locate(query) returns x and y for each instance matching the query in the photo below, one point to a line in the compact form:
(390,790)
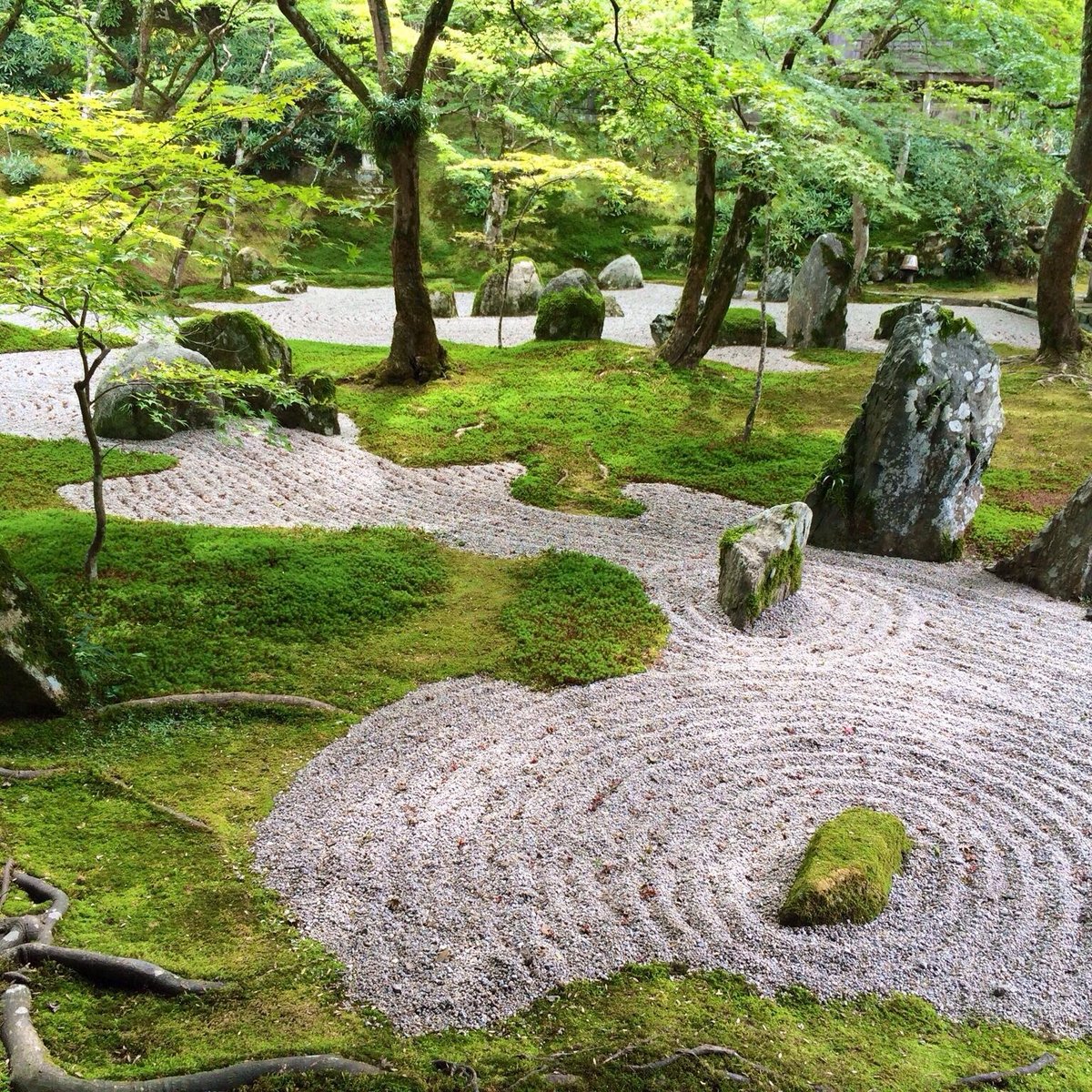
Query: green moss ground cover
(588,420)
(360,618)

--- --- ---

**ASSIGNED TASK:** The reply should contain every line of the material exactly, and no images.

**ANSWER FOR THIS EXERCISE:**
locate(query) returns x and y for each instance matching the query in the photo below, one point to a line in the compact form:
(390,790)
Query: green moss ground cover
(588,420)
(360,618)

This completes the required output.